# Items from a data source
+ + + +

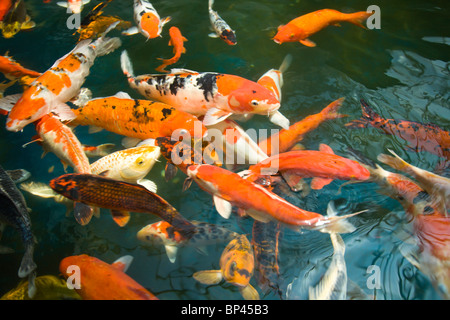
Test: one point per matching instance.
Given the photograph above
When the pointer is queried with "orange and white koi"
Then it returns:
(323, 166)
(177, 41)
(59, 139)
(103, 281)
(147, 20)
(163, 232)
(142, 119)
(13, 70)
(130, 165)
(301, 28)
(236, 267)
(229, 189)
(286, 139)
(75, 6)
(50, 91)
(437, 186)
(221, 29)
(214, 95)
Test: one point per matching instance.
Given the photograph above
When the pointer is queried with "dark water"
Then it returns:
(396, 69)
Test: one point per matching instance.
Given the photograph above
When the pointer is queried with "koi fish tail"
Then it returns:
(358, 18)
(125, 64)
(395, 162)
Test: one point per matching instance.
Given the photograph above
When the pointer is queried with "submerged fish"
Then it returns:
(121, 197)
(301, 28)
(48, 287)
(236, 267)
(15, 19)
(221, 29)
(15, 213)
(177, 41)
(163, 232)
(420, 136)
(214, 95)
(50, 91)
(102, 281)
(142, 119)
(147, 20)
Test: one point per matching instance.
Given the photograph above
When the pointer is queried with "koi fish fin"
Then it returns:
(249, 293)
(280, 120)
(318, 183)
(308, 43)
(214, 116)
(131, 31)
(208, 276)
(223, 207)
(8, 102)
(82, 213)
(120, 217)
(171, 252)
(123, 263)
(170, 171)
(148, 184)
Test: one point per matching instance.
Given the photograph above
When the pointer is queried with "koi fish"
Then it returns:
(103, 281)
(15, 213)
(75, 6)
(333, 285)
(265, 248)
(59, 139)
(130, 165)
(301, 28)
(120, 197)
(229, 189)
(177, 41)
(221, 29)
(323, 166)
(142, 119)
(13, 70)
(420, 136)
(286, 139)
(163, 232)
(236, 267)
(15, 19)
(48, 287)
(147, 20)
(214, 95)
(50, 91)
(437, 186)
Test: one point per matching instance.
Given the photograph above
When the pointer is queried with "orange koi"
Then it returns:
(120, 197)
(177, 41)
(229, 189)
(59, 139)
(50, 91)
(102, 281)
(142, 119)
(420, 136)
(236, 267)
(286, 139)
(301, 28)
(13, 70)
(214, 95)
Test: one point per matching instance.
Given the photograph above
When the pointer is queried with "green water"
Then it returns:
(399, 73)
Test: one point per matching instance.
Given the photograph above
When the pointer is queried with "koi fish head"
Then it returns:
(160, 231)
(287, 33)
(237, 262)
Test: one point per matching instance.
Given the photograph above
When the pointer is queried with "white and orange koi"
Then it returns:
(75, 6)
(214, 95)
(229, 189)
(147, 20)
(50, 91)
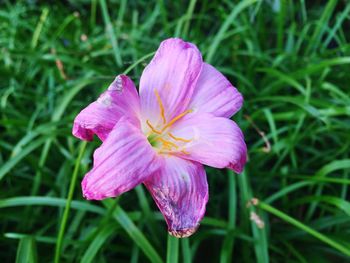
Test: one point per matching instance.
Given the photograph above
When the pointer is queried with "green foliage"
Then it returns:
(290, 59)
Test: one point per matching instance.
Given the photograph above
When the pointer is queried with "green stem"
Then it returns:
(172, 250)
(68, 203)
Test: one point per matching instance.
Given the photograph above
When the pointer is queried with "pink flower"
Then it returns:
(163, 136)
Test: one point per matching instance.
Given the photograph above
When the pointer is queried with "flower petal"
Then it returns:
(180, 190)
(170, 77)
(124, 160)
(215, 94)
(215, 141)
(121, 99)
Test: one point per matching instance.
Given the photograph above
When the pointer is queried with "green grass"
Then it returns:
(291, 61)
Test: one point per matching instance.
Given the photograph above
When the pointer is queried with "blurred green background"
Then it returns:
(290, 60)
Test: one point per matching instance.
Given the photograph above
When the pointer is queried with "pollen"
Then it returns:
(152, 128)
(170, 123)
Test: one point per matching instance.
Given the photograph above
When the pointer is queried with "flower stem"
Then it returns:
(173, 249)
(68, 203)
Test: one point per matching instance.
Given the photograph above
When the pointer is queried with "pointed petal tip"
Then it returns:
(90, 195)
(83, 134)
(238, 167)
(182, 233)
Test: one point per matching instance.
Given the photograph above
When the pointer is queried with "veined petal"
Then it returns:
(169, 80)
(121, 99)
(215, 94)
(124, 160)
(214, 141)
(180, 190)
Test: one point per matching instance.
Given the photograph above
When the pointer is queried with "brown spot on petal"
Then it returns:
(181, 233)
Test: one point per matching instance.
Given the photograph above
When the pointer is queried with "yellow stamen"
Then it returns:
(175, 119)
(178, 138)
(152, 128)
(168, 143)
(160, 106)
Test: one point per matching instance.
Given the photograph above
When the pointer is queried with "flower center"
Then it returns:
(162, 139)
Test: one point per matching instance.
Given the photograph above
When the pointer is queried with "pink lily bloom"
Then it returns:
(162, 137)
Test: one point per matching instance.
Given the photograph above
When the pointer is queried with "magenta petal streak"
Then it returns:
(121, 99)
(180, 190)
(124, 160)
(164, 136)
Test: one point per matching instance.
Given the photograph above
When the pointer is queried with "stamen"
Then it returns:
(160, 106)
(178, 138)
(175, 119)
(152, 128)
(168, 143)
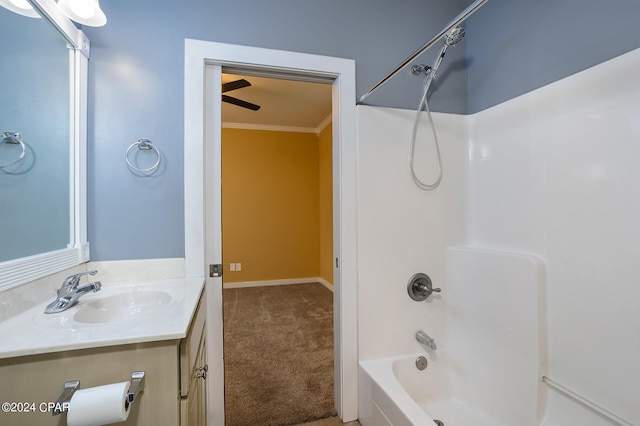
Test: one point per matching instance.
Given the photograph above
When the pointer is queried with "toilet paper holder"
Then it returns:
(135, 387)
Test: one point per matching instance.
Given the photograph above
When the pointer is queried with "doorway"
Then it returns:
(203, 70)
(277, 250)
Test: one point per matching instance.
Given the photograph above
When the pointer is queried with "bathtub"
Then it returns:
(491, 351)
(394, 392)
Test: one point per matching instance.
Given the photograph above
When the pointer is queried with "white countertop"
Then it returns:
(166, 316)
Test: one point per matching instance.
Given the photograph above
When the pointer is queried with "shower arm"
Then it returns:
(456, 21)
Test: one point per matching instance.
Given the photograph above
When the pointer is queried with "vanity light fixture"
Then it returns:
(22, 7)
(85, 12)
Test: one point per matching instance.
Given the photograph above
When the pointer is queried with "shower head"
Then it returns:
(451, 38)
(454, 35)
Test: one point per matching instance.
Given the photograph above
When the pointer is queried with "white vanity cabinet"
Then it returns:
(193, 372)
(175, 373)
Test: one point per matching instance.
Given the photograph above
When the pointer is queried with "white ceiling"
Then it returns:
(284, 104)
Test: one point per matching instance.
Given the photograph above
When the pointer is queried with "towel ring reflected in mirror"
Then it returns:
(143, 145)
(13, 138)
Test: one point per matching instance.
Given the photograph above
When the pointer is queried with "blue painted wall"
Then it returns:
(515, 46)
(136, 78)
(136, 90)
(34, 82)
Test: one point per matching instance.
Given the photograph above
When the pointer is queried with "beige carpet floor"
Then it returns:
(278, 355)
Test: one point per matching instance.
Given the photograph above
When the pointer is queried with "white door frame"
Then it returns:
(202, 184)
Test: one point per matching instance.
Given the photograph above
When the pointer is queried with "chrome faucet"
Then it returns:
(424, 339)
(70, 292)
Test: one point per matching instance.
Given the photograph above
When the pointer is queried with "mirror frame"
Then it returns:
(22, 270)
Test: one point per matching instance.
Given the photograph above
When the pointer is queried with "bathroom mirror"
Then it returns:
(42, 144)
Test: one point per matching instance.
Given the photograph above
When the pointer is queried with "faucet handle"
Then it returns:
(420, 287)
(73, 280)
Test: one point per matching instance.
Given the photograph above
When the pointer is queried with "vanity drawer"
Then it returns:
(189, 346)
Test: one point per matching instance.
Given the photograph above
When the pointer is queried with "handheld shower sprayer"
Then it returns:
(451, 38)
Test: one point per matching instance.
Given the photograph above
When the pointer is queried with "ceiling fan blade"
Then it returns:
(233, 85)
(240, 103)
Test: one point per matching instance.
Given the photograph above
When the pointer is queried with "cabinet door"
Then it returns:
(196, 401)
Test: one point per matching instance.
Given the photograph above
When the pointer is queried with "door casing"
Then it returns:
(202, 187)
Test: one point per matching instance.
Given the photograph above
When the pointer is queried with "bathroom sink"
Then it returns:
(122, 306)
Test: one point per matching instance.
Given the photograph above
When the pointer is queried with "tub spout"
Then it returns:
(424, 339)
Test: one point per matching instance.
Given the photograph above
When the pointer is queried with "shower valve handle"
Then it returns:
(420, 287)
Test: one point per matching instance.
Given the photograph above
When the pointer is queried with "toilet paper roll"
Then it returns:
(101, 405)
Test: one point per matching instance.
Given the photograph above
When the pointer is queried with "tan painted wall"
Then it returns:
(271, 205)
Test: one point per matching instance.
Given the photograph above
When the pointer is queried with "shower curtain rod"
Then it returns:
(456, 21)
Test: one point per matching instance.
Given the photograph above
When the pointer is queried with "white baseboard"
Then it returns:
(288, 281)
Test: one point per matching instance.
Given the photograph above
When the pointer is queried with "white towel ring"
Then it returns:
(143, 144)
(13, 138)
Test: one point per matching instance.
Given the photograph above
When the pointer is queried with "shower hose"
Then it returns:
(423, 101)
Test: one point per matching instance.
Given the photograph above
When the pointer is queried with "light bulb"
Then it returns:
(85, 12)
(22, 7)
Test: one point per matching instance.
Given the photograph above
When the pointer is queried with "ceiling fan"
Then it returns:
(237, 84)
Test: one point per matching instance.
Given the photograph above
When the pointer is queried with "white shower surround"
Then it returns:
(552, 173)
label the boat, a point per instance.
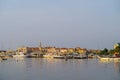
(47, 56)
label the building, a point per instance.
(116, 45)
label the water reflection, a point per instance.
(57, 69)
(117, 66)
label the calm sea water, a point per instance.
(57, 69)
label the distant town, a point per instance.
(55, 52)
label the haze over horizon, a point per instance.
(91, 24)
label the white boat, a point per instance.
(19, 55)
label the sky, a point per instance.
(91, 24)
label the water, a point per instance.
(57, 69)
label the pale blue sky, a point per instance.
(91, 24)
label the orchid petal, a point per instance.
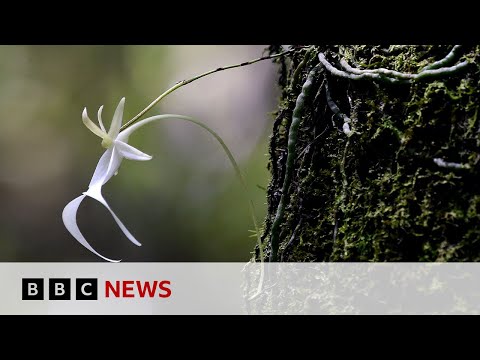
(129, 152)
(101, 169)
(117, 120)
(91, 125)
(96, 193)
(99, 115)
(114, 164)
(69, 216)
(107, 167)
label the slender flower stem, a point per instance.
(188, 81)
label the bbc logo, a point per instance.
(59, 289)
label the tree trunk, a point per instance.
(379, 165)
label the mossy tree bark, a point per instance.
(402, 186)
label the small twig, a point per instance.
(392, 76)
(452, 165)
(451, 56)
(365, 75)
(292, 238)
(336, 110)
(188, 81)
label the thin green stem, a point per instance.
(188, 81)
(234, 163)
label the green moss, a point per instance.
(382, 198)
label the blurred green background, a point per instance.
(185, 204)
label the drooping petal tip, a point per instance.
(69, 217)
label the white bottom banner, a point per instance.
(238, 288)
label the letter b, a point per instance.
(59, 289)
(32, 289)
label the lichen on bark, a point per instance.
(379, 194)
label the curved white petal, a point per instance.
(69, 216)
(100, 121)
(91, 125)
(117, 120)
(96, 193)
(129, 152)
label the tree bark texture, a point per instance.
(375, 167)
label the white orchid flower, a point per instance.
(117, 148)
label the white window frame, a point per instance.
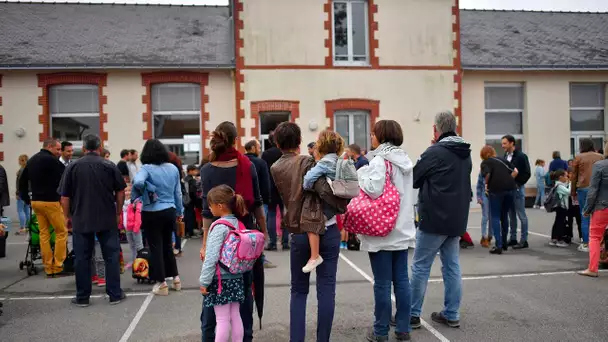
(519, 136)
(263, 137)
(77, 144)
(349, 22)
(351, 113)
(186, 141)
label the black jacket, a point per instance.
(270, 156)
(263, 176)
(521, 162)
(443, 175)
(42, 173)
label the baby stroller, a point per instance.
(33, 246)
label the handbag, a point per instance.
(374, 217)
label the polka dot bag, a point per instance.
(374, 217)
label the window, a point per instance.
(176, 109)
(350, 34)
(353, 126)
(74, 111)
(504, 107)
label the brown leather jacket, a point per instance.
(581, 173)
(303, 209)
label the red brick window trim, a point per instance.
(1, 122)
(45, 81)
(257, 107)
(149, 79)
(372, 28)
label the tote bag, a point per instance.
(374, 217)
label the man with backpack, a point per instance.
(522, 164)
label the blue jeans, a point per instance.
(84, 244)
(581, 194)
(390, 268)
(519, 210)
(427, 246)
(540, 195)
(24, 213)
(271, 217)
(329, 249)
(485, 216)
(501, 204)
(246, 309)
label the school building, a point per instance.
(134, 72)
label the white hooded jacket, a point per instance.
(372, 179)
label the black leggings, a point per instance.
(158, 227)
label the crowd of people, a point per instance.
(255, 190)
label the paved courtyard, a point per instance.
(529, 295)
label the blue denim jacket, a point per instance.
(324, 167)
(166, 180)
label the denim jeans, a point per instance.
(540, 195)
(390, 268)
(271, 217)
(24, 213)
(246, 309)
(581, 194)
(519, 210)
(84, 243)
(485, 217)
(329, 249)
(501, 204)
(427, 246)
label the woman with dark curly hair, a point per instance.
(228, 166)
(158, 183)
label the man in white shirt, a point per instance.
(67, 150)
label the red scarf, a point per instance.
(244, 184)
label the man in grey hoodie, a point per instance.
(443, 175)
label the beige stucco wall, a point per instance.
(546, 118)
(415, 32)
(410, 97)
(286, 32)
(19, 109)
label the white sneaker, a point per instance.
(312, 264)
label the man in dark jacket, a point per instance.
(521, 162)
(443, 175)
(42, 175)
(270, 156)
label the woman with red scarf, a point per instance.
(230, 167)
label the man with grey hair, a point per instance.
(92, 195)
(443, 175)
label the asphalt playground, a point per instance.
(528, 295)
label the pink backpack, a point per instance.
(241, 248)
(374, 217)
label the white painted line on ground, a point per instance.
(371, 280)
(137, 318)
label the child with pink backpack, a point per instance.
(231, 251)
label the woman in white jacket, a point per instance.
(388, 255)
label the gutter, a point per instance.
(534, 68)
(113, 66)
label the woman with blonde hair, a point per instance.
(499, 175)
(23, 209)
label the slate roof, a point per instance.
(39, 35)
(533, 40)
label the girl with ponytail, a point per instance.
(229, 169)
(223, 294)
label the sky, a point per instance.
(536, 5)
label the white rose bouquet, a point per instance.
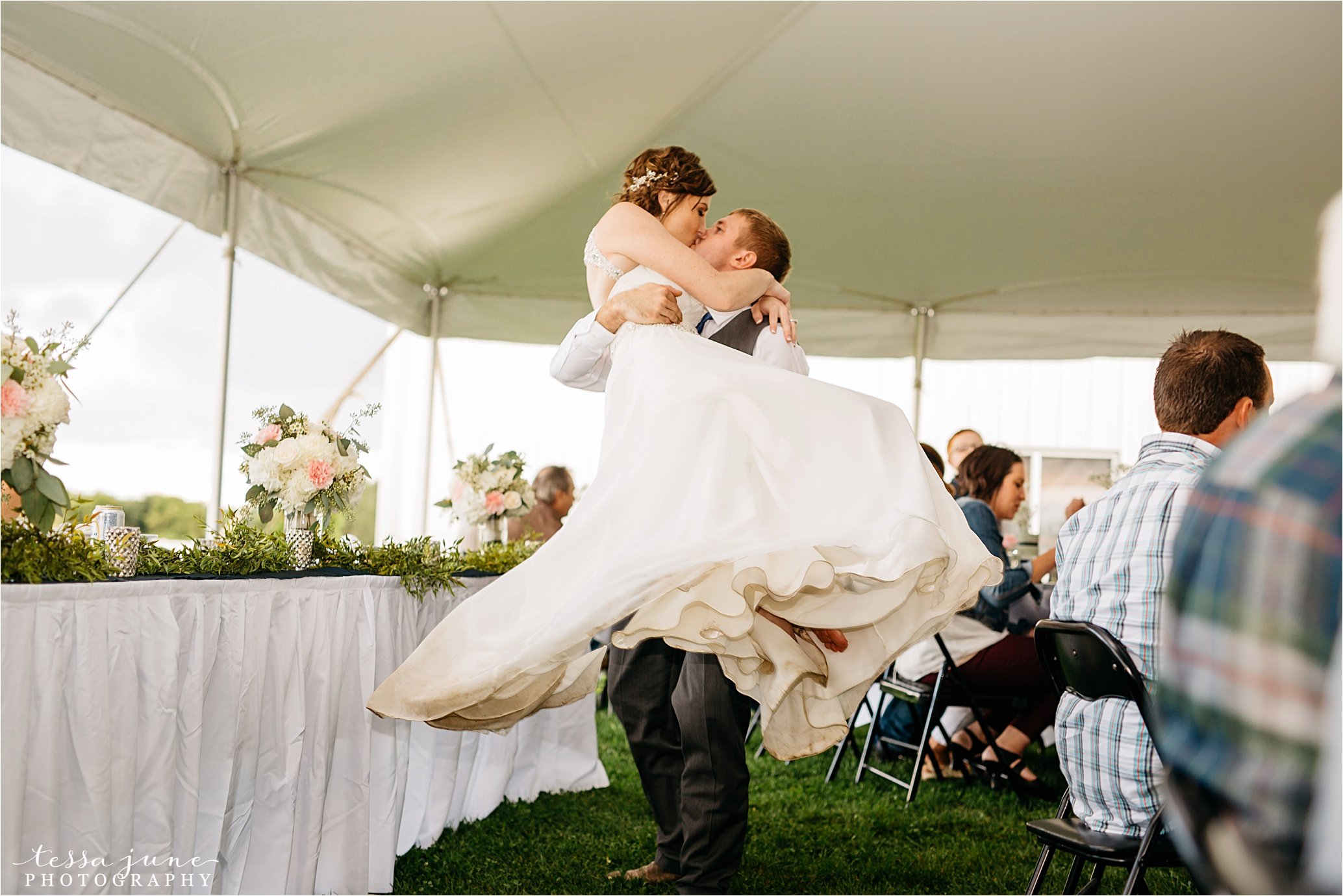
(32, 404)
(303, 466)
(484, 490)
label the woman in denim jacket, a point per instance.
(989, 658)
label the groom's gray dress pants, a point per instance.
(686, 727)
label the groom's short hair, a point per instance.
(767, 241)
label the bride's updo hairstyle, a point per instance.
(672, 168)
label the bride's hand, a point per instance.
(778, 314)
(832, 640)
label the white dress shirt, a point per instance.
(583, 359)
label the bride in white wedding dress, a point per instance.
(725, 488)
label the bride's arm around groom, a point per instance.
(583, 359)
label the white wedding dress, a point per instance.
(724, 484)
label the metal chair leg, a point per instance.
(866, 742)
(1037, 880)
(847, 741)
(916, 775)
(1094, 884)
(1075, 873)
(1138, 869)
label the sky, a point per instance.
(147, 406)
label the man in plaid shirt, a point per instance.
(1252, 618)
(1115, 555)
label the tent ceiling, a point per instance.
(1055, 180)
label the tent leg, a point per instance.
(349, 390)
(442, 409)
(136, 279)
(230, 238)
(436, 296)
(922, 316)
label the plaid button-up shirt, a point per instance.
(1252, 619)
(1114, 560)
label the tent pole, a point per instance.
(922, 316)
(136, 279)
(436, 295)
(230, 240)
(442, 409)
(349, 390)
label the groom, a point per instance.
(684, 719)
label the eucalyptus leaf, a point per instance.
(34, 504)
(47, 519)
(23, 473)
(53, 488)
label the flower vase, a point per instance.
(299, 534)
(493, 531)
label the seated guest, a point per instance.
(936, 462)
(958, 449)
(1252, 621)
(989, 658)
(1114, 559)
(554, 490)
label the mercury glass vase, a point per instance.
(299, 534)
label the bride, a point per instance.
(739, 510)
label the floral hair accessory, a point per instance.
(650, 178)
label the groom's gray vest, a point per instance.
(740, 332)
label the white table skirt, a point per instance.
(223, 722)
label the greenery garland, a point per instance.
(30, 555)
(423, 565)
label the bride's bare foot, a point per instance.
(832, 640)
(650, 873)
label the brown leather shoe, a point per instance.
(650, 873)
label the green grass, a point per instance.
(805, 838)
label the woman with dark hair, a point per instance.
(989, 657)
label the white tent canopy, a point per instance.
(1051, 180)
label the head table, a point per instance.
(210, 736)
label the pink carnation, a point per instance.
(14, 399)
(320, 473)
(269, 433)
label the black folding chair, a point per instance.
(1218, 854)
(1085, 660)
(947, 690)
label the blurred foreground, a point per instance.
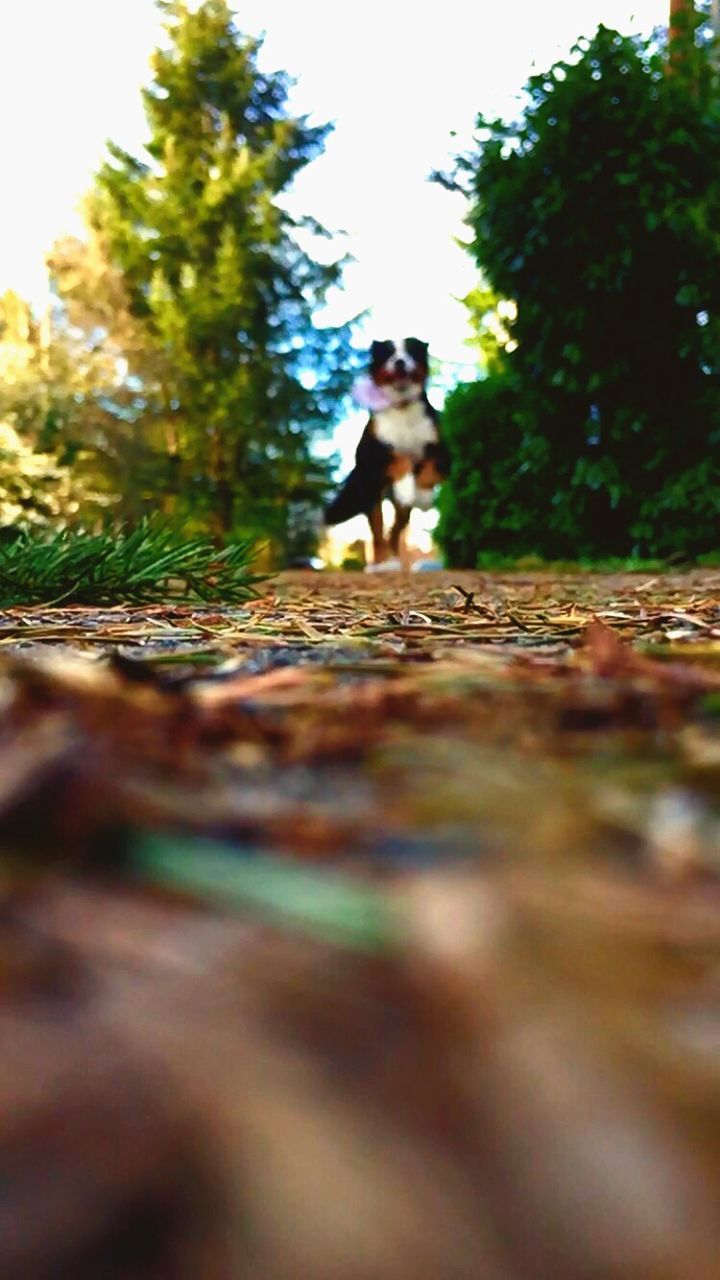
(449, 1002)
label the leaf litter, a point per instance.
(395, 905)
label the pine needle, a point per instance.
(151, 563)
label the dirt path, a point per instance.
(397, 901)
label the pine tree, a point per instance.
(217, 277)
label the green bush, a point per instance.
(598, 213)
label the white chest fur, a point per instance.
(408, 430)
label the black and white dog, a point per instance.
(400, 455)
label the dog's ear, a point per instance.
(418, 350)
(379, 352)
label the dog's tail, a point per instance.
(356, 498)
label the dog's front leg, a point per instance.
(377, 530)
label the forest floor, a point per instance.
(399, 882)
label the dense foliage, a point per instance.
(596, 432)
(185, 369)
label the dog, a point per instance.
(400, 455)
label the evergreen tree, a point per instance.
(598, 214)
(215, 275)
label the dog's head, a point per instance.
(400, 368)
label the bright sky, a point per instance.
(396, 80)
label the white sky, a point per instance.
(395, 77)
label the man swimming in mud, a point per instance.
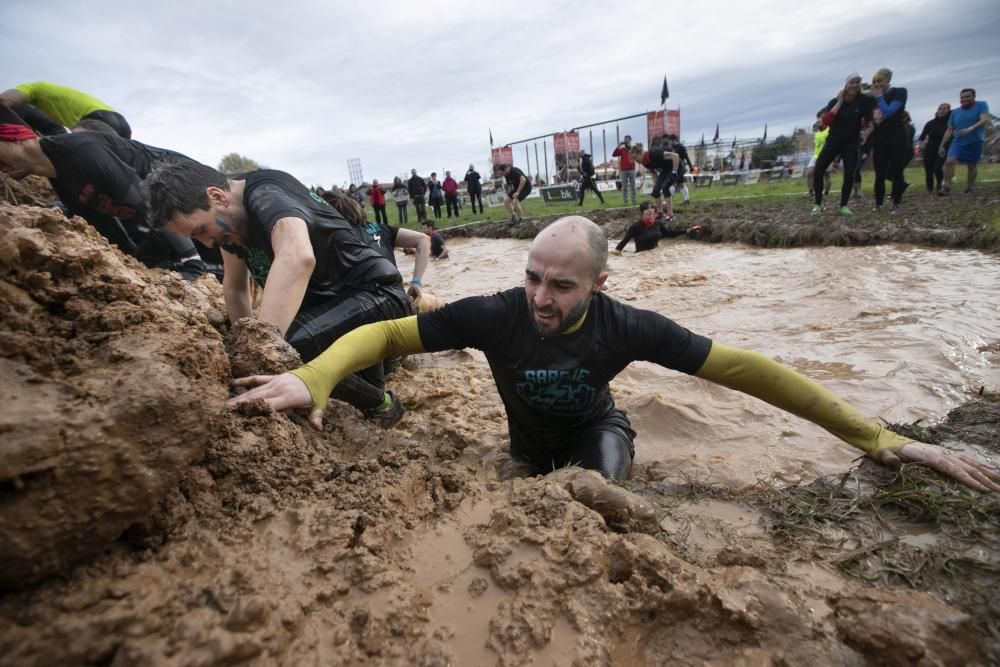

+ + + +

# JOB
Retype, without changes, the part of the rows above that opens with the line containing "label the groom's gray dress" and closes with the line containing "(1138, 869)", both of those lines included.

# EXPECTED ANSWER
label the groom's gray dress pants, a point per instance.
(686, 727)
label the groom's short hair, a point per instance.
(767, 241)
label the bride's updo hairstyle, a point per instance.
(672, 168)
label the bride's hand, a point per instance.
(778, 314)
(832, 640)
label the white dress shirt, a point per instance.
(583, 359)
label the bride in white wedding dress, a point per instance.
(725, 488)
label the bride's arm around groom, a point per instance.
(583, 359)
label the white wedding dress, a point per instance.
(724, 484)
label the metal chair leg, a point per instance.
(866, 742)
(1037, 880)
(847, 741)
(916, 775)
(1094, 884)
(1075, 873)
(1138, 869)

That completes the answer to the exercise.